Instructions for the task.
Scan the material below for the string "instance". Report every line that has it.

Records to use.
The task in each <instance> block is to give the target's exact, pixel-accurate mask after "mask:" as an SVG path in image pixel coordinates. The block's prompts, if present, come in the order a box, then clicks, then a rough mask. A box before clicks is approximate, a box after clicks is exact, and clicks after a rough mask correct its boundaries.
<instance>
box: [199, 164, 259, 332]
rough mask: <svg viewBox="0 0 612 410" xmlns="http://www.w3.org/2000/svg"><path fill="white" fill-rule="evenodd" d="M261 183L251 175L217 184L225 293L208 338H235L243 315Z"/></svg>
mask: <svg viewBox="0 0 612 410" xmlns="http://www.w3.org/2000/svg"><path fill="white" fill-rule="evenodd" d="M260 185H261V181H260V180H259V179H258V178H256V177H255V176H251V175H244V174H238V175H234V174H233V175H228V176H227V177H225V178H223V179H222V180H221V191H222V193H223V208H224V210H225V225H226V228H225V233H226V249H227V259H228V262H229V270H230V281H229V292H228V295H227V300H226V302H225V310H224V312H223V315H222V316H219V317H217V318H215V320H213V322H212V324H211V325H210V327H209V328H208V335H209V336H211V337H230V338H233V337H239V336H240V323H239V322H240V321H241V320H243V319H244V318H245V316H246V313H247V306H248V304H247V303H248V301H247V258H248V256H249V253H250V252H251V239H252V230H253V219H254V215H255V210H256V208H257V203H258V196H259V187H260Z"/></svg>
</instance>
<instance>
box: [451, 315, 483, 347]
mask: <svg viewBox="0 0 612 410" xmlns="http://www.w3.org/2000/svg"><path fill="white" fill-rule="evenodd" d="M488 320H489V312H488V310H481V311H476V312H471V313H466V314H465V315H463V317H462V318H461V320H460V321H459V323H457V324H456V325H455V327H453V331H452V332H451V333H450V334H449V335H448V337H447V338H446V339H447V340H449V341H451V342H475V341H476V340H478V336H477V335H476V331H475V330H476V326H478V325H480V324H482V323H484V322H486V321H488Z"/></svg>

Answer for this exercise.
The task in each <instance> block is to give the target's exact, pixel-accurate mask after "mask:" as an SVG path in image pixel coordinates. The block's prompts, if present, come in the order a box, then clicks, then a rough mask. A box before clicks is approximate, a box after clicks is exact, and clicks after a rough mask correct its boundaries.
<instance>
</instance>
<instance>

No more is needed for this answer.